Text under study
+++++

The system did not "arbitrarily decide to not protect them". The loudest section of the Black Community, and the much louder social groups that blacks allow to speak for them, demanded that police stop protecting them, and enforced these demands with overwhelming social and physical compulsion.

The BLM movement's main issue is that they believe police-as-we-know-it is a bad (and in particular systematically racist) way to handle public safety / law enforcement and that those issues should be handled by different organizations than what we currently call "police" (or at least that the current police should play a smaller role).

There are no shortage of deep-blue cities and even states where such a policy could be implemented exactly as Blues might wish it, completely unconstrained by Red interference. No such system has ever been demonstrated. If such a system were indeed possible, probably it should have been developed and deployed and its efficacy demonstrated, rather than gutting the existing system with no replacement on-deck.

+++++

Work order
Copy the passage on policing between "There are no" and "no replacement on-deck.", inclusive, substituting "rolled out" for "deployed". The listing after the passage on policing is separate material, unrelated to that passage.

Available data

+++++

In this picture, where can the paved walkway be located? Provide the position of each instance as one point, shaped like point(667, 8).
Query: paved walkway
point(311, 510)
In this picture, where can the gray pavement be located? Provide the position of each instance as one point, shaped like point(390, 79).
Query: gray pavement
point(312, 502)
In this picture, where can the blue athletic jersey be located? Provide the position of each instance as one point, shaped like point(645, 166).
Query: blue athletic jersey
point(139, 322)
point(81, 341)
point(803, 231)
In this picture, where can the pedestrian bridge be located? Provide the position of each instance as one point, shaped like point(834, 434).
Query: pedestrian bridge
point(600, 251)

+++++

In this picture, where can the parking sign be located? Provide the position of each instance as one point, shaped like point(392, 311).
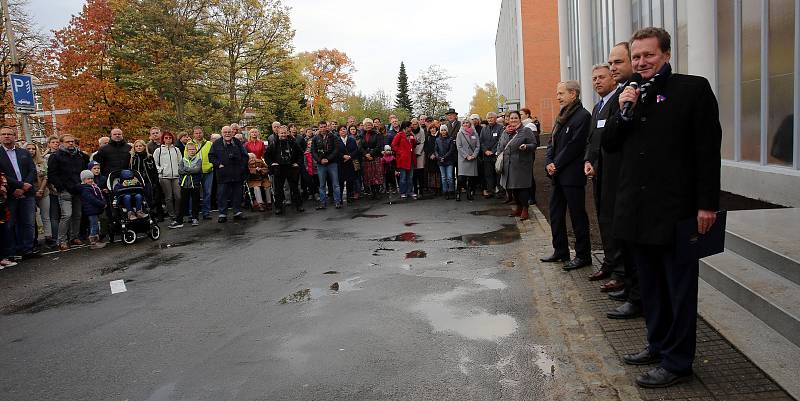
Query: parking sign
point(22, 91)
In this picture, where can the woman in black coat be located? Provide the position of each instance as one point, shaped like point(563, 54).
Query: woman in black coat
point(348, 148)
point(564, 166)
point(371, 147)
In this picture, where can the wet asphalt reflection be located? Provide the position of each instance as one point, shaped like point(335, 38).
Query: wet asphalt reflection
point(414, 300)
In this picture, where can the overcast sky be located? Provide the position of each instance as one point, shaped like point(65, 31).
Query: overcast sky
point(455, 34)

+++++

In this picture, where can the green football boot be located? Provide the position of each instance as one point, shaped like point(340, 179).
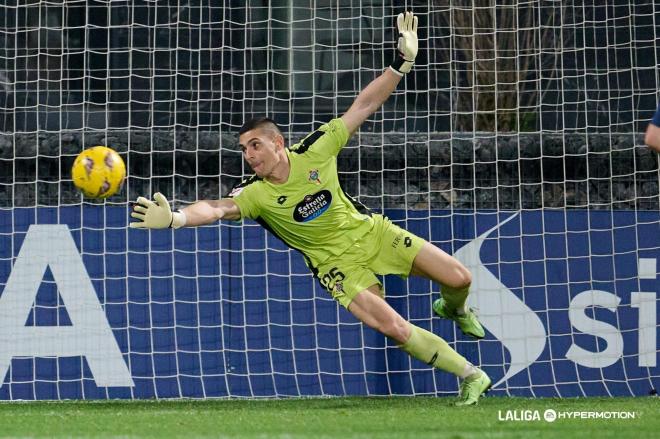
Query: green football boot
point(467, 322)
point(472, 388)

+++++

Written response
There are no shortage of deep-blue cities and even states where such a policy could be implemented exactly as Blues might wish it, completely unconstrained by Red interference. No such system has ever been demonstrated. If such a system were indeed possible, probably it should have been developed and rolled out and its efficacy demonstrated, rather than gutting the existing system with no replacement on-deck.